**AUSZUFÜHRENDE AUFGABEN:**
**A)** Entnimm dem Bericht zur Videoüberwachung den Wortlaut zwischen „Den unterschiedlichen Spielraum“ und „Datenschutzes reguliert werden.“, beide eingeschlossen.
**B)** Warum hält Professor Stephan laut dem Bericht zur Videoüberwachung intensive Öffentlichkeitsarbeit für notwendig? Antworte in ein bis drei Sätzen.

**ZITIERTER ABSCHNITT:**
■ ■ ■ ■ ■

Innenausschuss (Anhörung)
DEFIZITE DES BUNDES BEI DER REGELUNG VON VIDEOÜBERWACHUNG
Berlin: (hib/WOL-in) Defizite bei der Regelung von Videoüberwachung gibt es beim Bund sowohl für den öffentlichen Bereich von Bundesreinrichtungen als auch vor allem bei der Überwachung privaten Raums mit öffentlichen Zugang nach dem "Hausrecht".
Dies erklärte
Klaus-Rainer Kalk, Landesbeauftragter für den Datenschutz von Sachsen-Anhalt, im Rahmen einer öffentlichen Anhörung des Innenausschusses am Mittwochnachmittag.
Dagegen sei die Polizeigesetzgebung für Videoüberwachung seit langem festgelegt, auch wenn eine Angleichung unterschiedlicher Länderregelungen nötig sei.
Den unterschiedlichen Spielraum privater und polizeilicher Videoüberwachung erläuterte Kalk am Beispiel von Leipzig.
Dort habe es wochenlange Diskussionen um eine Videokamera der Polizei auf dem Bahnhofsvorplatz gegeben, während 100 Videoüberwachungssysteme auf dem Bahnhofsgelände ohne Diskussion installiert und in Betrieb genommen worden seien.
Regelungsbedarf des Bundes sieht auch Tilo Weichert vom Unabhängigen Landeszentrum für Datenschutz Schleswig-Holstein für die Videoüberwachung nichtöffentlicher oder privater Räume mit öffentlichen Zugang im Rahmen des Hausrechts.
Mit einer pauschalen "Gewährleistung der öffentlichen
Sicherheit" seien Videoaufnahmen, -aufzeichnungen oder
-übertragungen nicht zu begründen.
Videoüberwachung müsse gesamtgesellschaftlich einwandfrei gesetzlich geregelt und durch Kontrollinstanzen des Datenschutzes reguliert werden.
Eine automatische Löschung von Aufzeichnungen sei unabdingbar für die Akzeptanz und die Transparenz der Vorgänge bei Bürgern und Aufsichtsbehörden. Intensive
Öffentlichkeitsarbeit hält auch Professor Stephan von der Polizeihochschule Villingen-Schwennigen für notwendig, da sonst der Sicherheitsbonus der Bürger durch Misstrauen ersetzt werde.
"Maßvoller Einsatz entscheidet über Fluch oder Segen der Videoüberwachung". Anlass zu Spekulationen über Missbrauch gebe es dennoch nicht.
Auch beim Internet "würde niemand wegen ein paar hundert idiotischen Beiträgen im Netz den hundertmillionenfachen Nutzen anzweifeln".
Videoüberwachung dürfe aber nicht überschätzt werden. Sie sei ein Hilfsmittel und ersetze die Polizei nicht, sondern ergänze sie.
Eindeutig geklärt werden müsse ein Zugang durch autorisierte Personen und eine automatische Löschung nach zwei Stunden. Videoüberwachung durch die Polizei sei in der
Zuständigkeit der Länder allerdings weitgehend geregelt. Dagegen sei die Kompetenz des Bundes bei der privatrechtlicher Nutzung dringend gefragt.

■ ■ ■ ■ ■

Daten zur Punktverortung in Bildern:
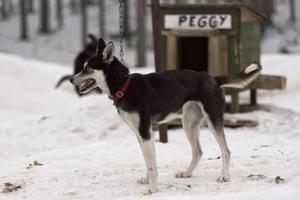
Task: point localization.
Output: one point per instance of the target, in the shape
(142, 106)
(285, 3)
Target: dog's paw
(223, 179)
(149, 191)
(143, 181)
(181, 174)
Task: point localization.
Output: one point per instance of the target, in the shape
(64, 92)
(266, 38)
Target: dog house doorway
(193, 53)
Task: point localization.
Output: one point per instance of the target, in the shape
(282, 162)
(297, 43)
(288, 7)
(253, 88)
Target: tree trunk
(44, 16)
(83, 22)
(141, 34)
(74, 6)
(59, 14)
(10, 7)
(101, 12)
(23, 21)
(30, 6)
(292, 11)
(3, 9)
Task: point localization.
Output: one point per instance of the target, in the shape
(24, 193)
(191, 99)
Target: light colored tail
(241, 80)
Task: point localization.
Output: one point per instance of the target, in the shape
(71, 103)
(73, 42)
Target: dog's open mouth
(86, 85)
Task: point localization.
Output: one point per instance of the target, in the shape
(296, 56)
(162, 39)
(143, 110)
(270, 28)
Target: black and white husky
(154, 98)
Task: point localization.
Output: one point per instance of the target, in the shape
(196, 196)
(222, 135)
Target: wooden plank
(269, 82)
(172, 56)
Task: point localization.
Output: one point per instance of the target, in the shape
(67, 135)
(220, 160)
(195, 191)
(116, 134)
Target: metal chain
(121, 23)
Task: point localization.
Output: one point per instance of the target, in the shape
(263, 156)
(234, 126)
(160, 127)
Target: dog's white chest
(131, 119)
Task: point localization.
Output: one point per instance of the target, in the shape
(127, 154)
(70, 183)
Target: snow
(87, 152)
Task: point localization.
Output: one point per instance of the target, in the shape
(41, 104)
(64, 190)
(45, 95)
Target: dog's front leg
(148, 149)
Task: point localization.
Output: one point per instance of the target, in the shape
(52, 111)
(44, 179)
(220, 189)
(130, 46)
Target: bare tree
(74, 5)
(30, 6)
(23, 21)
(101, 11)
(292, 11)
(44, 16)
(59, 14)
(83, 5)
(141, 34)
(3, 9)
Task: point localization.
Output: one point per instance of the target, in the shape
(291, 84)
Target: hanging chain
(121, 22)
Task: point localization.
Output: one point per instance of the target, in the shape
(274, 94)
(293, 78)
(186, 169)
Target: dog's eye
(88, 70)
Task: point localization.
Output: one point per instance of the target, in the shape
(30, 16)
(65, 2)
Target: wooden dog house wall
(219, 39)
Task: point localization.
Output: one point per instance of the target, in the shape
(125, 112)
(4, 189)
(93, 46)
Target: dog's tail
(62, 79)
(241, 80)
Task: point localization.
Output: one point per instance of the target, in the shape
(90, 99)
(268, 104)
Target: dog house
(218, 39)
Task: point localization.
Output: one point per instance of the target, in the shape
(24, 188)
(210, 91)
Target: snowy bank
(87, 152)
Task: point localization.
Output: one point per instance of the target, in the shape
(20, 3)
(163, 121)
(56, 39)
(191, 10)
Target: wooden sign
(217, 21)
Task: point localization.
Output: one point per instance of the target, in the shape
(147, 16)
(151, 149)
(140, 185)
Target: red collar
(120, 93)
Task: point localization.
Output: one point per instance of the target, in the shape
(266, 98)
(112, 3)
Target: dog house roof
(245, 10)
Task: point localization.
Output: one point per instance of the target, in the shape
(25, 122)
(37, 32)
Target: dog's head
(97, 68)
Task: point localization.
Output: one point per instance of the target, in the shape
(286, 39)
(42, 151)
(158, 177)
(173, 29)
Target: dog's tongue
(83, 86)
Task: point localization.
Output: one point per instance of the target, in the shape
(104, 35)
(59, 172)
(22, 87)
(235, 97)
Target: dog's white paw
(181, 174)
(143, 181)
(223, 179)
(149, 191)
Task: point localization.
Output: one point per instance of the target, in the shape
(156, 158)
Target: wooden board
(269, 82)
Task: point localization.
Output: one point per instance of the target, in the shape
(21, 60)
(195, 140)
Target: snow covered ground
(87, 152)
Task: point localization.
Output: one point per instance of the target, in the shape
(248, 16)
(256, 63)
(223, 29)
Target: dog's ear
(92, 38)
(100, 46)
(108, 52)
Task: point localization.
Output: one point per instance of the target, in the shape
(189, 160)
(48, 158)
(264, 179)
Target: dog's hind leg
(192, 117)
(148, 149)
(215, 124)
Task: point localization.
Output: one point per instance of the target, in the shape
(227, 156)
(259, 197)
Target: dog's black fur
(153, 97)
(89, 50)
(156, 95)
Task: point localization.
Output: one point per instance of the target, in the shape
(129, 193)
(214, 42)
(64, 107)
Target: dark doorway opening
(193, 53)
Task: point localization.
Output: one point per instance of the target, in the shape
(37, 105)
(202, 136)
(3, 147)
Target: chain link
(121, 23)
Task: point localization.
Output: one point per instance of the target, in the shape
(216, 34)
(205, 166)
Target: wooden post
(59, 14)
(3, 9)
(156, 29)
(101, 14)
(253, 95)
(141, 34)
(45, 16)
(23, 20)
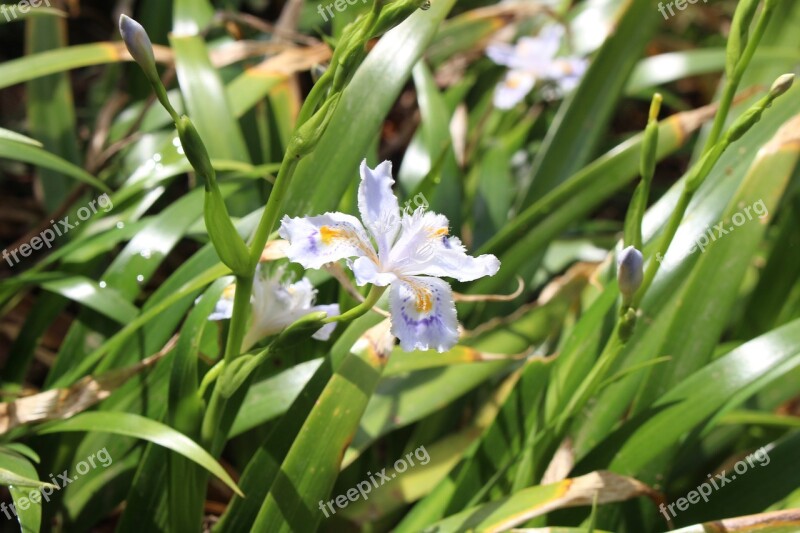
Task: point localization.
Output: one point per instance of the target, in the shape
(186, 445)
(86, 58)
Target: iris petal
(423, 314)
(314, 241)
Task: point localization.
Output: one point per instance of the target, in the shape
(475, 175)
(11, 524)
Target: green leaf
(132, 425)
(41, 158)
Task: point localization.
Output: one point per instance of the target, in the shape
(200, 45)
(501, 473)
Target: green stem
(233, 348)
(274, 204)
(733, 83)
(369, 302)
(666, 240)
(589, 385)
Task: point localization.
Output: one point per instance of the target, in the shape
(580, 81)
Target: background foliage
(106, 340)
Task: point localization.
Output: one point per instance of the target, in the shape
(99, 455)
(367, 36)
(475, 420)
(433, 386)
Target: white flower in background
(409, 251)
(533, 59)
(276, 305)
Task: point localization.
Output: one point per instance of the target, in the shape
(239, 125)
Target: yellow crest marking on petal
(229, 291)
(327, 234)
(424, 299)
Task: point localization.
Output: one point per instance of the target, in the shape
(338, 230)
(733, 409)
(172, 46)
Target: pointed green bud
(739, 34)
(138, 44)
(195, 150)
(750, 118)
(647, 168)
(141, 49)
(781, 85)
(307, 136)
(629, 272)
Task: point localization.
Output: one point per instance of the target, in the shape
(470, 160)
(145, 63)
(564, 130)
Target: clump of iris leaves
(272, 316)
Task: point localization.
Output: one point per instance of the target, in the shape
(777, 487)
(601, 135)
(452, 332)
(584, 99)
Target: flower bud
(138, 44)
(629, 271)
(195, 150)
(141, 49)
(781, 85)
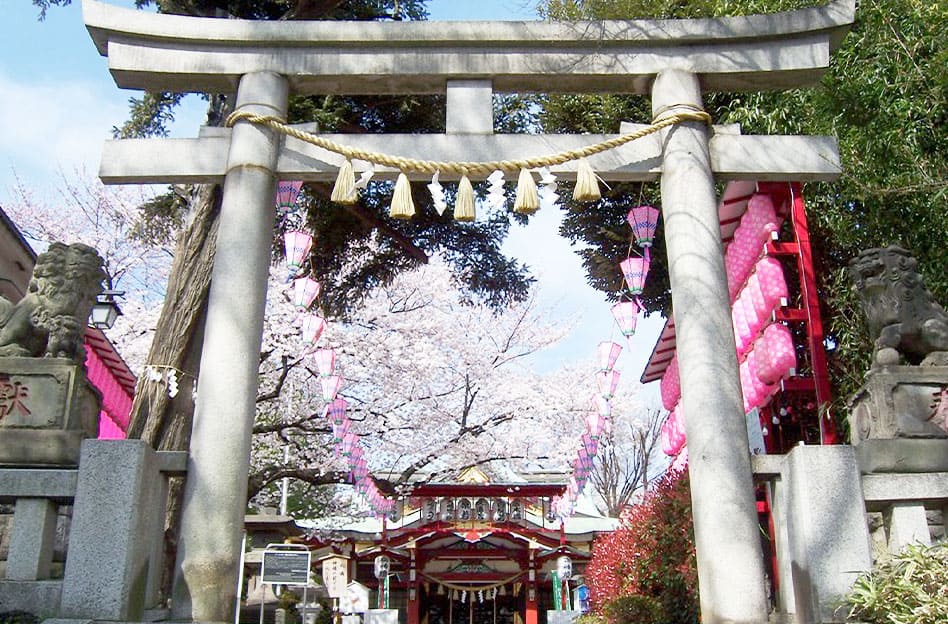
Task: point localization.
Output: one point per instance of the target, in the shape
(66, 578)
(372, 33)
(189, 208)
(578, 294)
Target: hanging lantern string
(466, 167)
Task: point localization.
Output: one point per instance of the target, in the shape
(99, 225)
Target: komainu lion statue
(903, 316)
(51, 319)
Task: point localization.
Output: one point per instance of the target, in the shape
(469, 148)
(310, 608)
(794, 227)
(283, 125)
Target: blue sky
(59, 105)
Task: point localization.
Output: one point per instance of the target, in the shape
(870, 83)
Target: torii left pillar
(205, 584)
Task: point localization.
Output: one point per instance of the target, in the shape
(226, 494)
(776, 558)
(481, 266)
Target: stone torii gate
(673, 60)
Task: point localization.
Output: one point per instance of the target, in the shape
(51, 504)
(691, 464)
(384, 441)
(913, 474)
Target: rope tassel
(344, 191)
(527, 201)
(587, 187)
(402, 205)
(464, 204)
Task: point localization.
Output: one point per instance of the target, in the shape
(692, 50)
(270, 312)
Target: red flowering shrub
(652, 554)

■ ■ ■ ■ ■

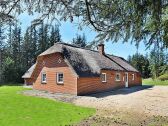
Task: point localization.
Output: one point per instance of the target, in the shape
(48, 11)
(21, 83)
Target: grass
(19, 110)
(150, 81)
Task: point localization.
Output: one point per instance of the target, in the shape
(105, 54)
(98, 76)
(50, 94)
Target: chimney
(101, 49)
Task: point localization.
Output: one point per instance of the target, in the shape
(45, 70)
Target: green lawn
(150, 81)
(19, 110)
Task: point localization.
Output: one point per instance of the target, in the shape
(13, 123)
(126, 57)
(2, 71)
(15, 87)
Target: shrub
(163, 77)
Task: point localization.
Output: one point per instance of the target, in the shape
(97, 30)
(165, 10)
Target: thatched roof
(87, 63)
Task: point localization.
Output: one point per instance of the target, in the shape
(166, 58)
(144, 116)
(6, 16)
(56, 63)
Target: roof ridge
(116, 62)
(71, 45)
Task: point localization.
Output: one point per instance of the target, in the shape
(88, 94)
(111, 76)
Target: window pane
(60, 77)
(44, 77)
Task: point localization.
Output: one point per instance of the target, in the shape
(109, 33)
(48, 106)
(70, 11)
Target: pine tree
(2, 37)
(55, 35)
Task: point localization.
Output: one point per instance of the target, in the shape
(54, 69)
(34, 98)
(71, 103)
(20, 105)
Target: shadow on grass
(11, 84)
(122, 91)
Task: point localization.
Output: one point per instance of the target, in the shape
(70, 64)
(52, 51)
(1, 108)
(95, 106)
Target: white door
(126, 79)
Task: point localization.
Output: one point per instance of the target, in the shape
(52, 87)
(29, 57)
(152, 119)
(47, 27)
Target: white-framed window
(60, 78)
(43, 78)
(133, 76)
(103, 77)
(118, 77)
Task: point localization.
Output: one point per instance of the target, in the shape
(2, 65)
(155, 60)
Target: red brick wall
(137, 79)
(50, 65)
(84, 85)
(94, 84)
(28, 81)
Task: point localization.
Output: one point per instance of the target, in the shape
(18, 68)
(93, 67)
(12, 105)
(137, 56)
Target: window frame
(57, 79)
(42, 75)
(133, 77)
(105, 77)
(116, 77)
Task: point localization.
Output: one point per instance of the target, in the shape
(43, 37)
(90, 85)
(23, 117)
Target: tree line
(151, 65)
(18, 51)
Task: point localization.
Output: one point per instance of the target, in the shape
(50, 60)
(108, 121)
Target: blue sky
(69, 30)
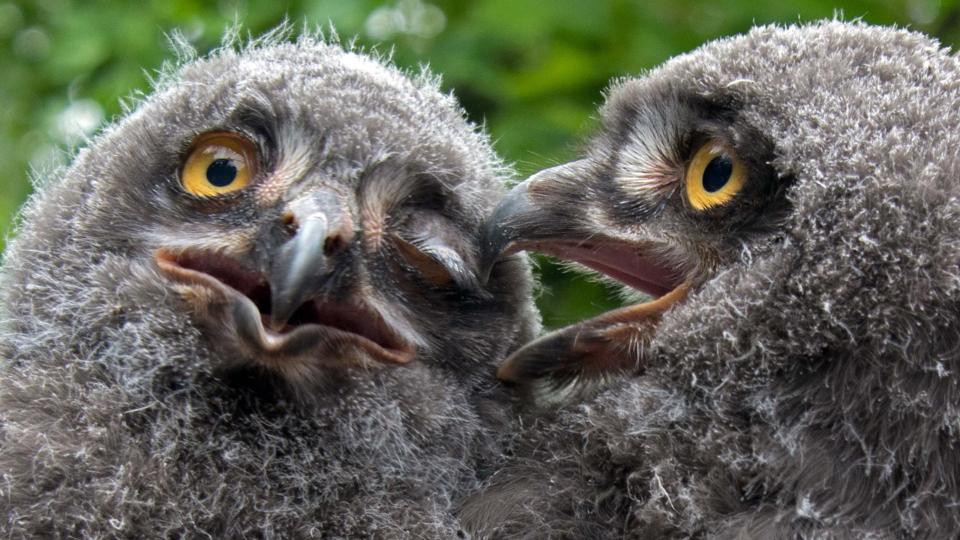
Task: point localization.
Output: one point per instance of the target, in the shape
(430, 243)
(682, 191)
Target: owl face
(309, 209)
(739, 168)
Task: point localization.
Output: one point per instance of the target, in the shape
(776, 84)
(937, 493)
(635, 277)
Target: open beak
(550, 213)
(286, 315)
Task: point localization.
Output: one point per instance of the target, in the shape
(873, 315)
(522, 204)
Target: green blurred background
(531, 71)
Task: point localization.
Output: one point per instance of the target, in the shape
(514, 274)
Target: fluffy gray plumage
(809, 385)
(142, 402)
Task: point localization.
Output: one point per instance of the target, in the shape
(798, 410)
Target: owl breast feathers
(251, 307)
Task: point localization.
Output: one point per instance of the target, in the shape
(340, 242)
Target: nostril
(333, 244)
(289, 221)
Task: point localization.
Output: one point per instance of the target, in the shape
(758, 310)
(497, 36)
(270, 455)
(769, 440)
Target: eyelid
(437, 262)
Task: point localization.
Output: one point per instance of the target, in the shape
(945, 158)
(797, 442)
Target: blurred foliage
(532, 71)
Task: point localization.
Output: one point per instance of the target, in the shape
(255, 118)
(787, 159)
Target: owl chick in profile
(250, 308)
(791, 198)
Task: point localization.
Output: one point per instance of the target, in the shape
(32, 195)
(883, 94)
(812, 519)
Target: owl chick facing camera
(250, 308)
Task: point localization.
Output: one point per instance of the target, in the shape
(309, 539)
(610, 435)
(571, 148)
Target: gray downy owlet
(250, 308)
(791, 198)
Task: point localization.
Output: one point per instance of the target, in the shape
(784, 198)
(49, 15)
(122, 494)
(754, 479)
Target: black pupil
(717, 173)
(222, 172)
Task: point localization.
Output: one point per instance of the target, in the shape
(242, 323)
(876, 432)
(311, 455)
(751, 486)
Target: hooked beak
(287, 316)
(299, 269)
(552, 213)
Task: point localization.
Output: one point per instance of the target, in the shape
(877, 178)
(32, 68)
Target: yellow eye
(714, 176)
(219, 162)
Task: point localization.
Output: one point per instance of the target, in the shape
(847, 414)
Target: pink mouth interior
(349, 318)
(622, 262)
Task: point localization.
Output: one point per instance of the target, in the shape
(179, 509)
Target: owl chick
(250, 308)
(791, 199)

■ ■ ■ ■ ■

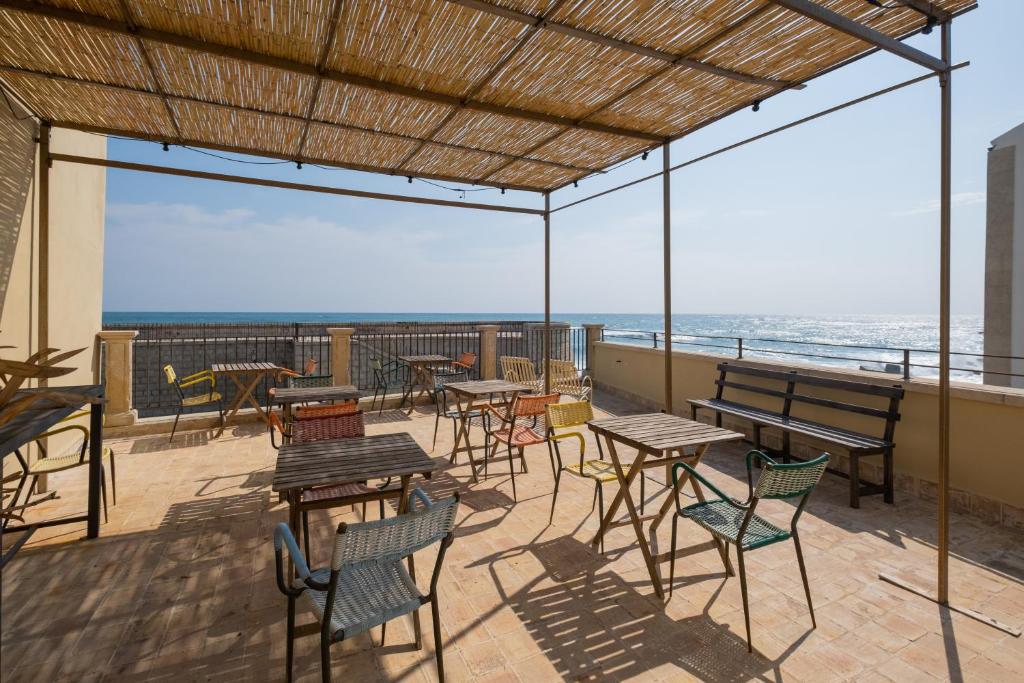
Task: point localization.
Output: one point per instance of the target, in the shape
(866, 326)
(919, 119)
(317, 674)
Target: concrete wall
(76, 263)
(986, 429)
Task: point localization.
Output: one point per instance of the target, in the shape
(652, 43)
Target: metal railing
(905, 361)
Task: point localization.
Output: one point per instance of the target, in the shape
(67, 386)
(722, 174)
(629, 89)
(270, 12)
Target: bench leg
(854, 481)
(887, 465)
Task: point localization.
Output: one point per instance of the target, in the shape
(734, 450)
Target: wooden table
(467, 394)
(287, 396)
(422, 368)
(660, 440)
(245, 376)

■ ■ ■ ■ ■

**NUMMERIERTE ANTWORTEN:**
**A)**
Den unterschiedlichen Spielraum privater und polizeilicher Videoüberwachung erläuterte Kalk am Beispiel von Leipzig.
Dort habe es wochenlange Diskussionen um eine Videokamera der Polizei auf dem Bahnhofsvorplatz gegeben, während 100 Videoüberwachungssysteme auf dem Bahnhofsgelände ohne Diskussion installiert und in Betrieb genommen worden seien.
Regelungsbedarf des Bundes sieht auch Tilo Weichert vom Unabhängigen Landeszentrum für Datenschutz Schleswig-Holstein für die Videoüberwachung nichtöffentlicher oder privater Räume mit öffentlichen Zugang im Rahmen des Hausrechts.
Mit einer pauschalen "Gewährleistung der öffentlichen
Sicherheit" seien Videoaufnahmen, -aufzeichnungen oder
-übertragungen nicht zu begründen.
Videoüberwachung müsse gesamtgesellschaftlich einwandfrei gesetzlich geregelt und durch Kontrollinstanzen des Datenschutzes reguliert werden.

**B)** Ohne intensive Öffentlichkeitsarbeit würde nach Professor Stephan der Sicherheitsbonus der Bürger durch Misstrauen ersetzt.